● Description of the task
Pictures excluded, copy word for word the lines from the one holding "of the golden" through the last line below.

-- start of Entries --

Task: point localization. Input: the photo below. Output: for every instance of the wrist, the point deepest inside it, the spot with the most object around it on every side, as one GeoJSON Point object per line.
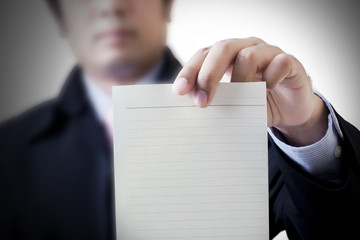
{"type": "Point", "coordinates": [310, 131]}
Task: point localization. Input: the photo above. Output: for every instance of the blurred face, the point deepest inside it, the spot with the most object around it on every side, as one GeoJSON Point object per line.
{"type": "Point", "coordinates": [115, 38]}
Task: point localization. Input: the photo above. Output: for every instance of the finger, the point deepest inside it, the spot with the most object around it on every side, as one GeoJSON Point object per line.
{"type": "Point", "coordinates": [253, 60]}
{"type": "Point", "coordinates": [186, 79]}
{"type": "Point", "coordinates": [220, 57]}
{"type": "Point", "coordinates": [283, 66]}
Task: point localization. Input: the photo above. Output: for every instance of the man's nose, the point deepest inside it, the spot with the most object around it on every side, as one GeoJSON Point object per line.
{"type": "Point", "coordinates": [110, 7]}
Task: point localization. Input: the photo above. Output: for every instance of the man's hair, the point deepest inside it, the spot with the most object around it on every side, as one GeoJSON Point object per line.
{"type": "Point", "coordinates": [55, 6]}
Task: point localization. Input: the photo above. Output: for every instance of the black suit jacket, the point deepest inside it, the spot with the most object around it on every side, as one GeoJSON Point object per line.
{"type": "Point", "coordinates": [56, 177]}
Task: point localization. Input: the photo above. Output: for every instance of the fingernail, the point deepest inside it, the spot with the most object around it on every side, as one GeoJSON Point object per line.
{"type": "Point", "coordinates": [180, 85]}
{"type": "Point", "coordinates": [201, 98]}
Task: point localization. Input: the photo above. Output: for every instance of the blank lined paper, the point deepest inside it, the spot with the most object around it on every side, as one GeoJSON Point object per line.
{"type": "Point", "coordinates": [183, 172]}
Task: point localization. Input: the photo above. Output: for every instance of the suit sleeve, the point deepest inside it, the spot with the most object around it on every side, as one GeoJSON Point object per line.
{"type": "Point", "coordinates": [310, 208]}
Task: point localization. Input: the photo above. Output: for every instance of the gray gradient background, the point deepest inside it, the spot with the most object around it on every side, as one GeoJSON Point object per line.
{"type": "Point", "coordinates": [324, 35]}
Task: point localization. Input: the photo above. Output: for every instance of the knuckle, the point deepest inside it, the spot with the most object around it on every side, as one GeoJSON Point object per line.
{"type": "Point", "coordinates": [205, 80]}
{"type": "Point", "coordinates": [284, 60]}
{"type": "Point", "coordinates": [256, 40]}
{"type": "Point", "coordinates": [204, 51]}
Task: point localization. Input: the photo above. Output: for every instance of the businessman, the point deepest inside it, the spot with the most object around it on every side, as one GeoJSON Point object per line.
{"type": "Point", "coordinates": [56, 161]}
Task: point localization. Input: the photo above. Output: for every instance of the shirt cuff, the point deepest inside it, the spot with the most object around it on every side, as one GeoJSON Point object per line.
{"type": "Point", "coordinates": [321, 159]}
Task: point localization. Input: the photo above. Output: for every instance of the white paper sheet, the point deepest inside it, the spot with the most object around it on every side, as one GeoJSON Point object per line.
{"type": "Point", "coordinates": [183, 172]}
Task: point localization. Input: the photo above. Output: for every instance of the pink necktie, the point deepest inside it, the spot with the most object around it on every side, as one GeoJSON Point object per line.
{"type": "Point", "coordinates": [109, 123]}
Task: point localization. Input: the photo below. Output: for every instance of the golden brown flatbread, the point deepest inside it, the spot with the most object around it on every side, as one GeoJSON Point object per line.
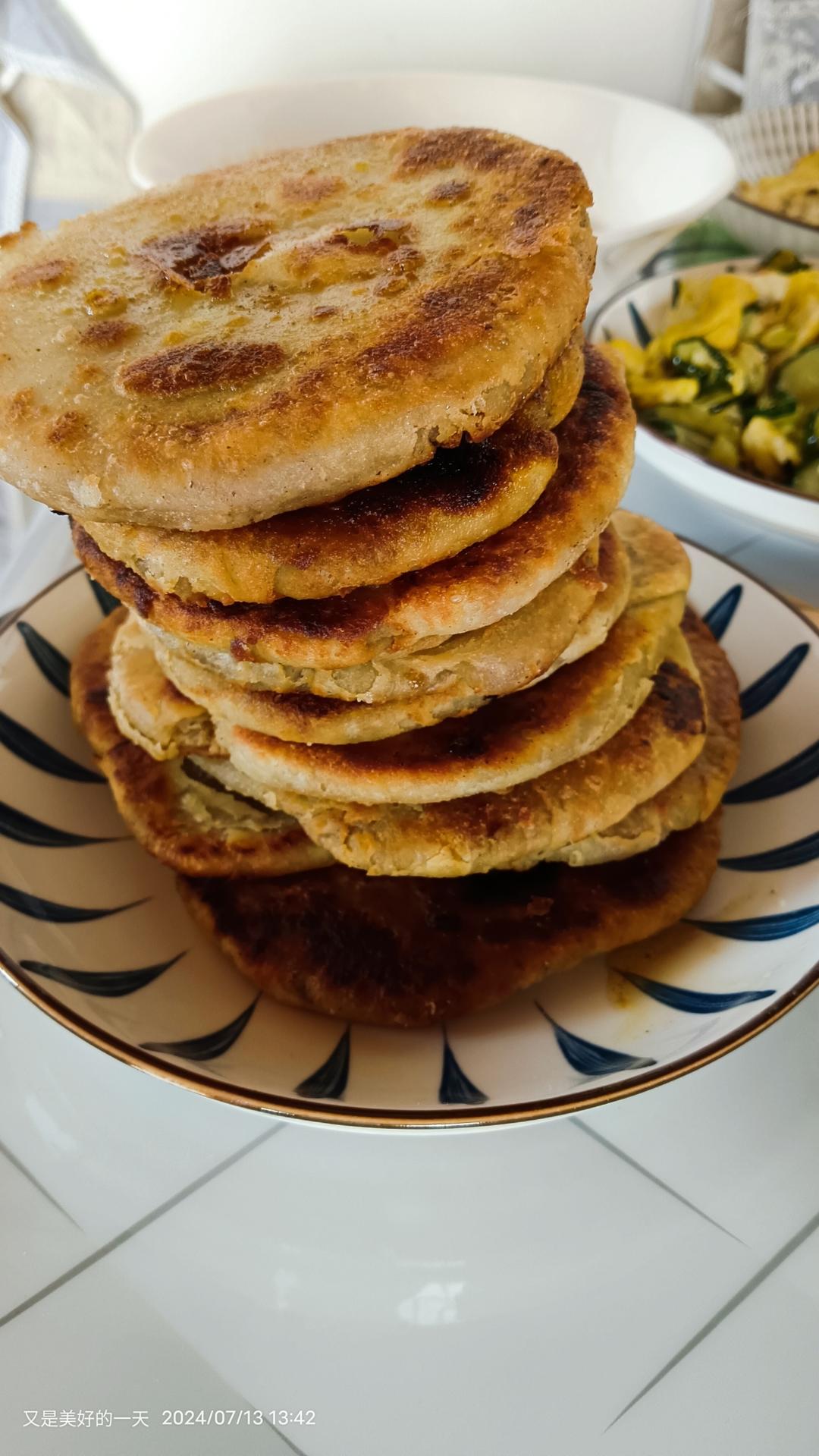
{"type": "Point", "coordinates": [463, 676]}
{"type": "Point", "coordinates": [697, 792]}
{"type": "Point", "coordinates": [534, 819]}
{"type": "Point", "coordinates": [510, 740]}
{"type": "Point", "coordinates": [476, 587]}
{"type": "Point", "coordinates": [184, 820]}
{"type": "Point", "coordinates": [290, 329]}
{"type": "Point", "coordinates": [434, 511]}
{"type": "Point", "coordinates": [425, 951]}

-- end of Entries --

● Finished task
Task: point localization. Input: the photo below. Output: for every instance of the golden brown flatbread, the point deepest inside it, the spot with the most object around it on every side, as one GeoJSON Point object per line.
{"type": "Point", "coordinates": [463, 676]}
{"type": "Point", "coordinates": [697, 792]}
{"type": "Point", "coordinates": [534, 819]}
{"type": "Point", "coordinates": [510, 740]}
{"type": "Point", "coordinates": [476, 587]}
{"type": "Point", "coordinates": [184, 820]}
{"type": "Point", "coordinates": [290, 329]}
{"type": "Point", "coordinates": [434, 511]}
{"type": "Point", "coordinates": [425, 951]}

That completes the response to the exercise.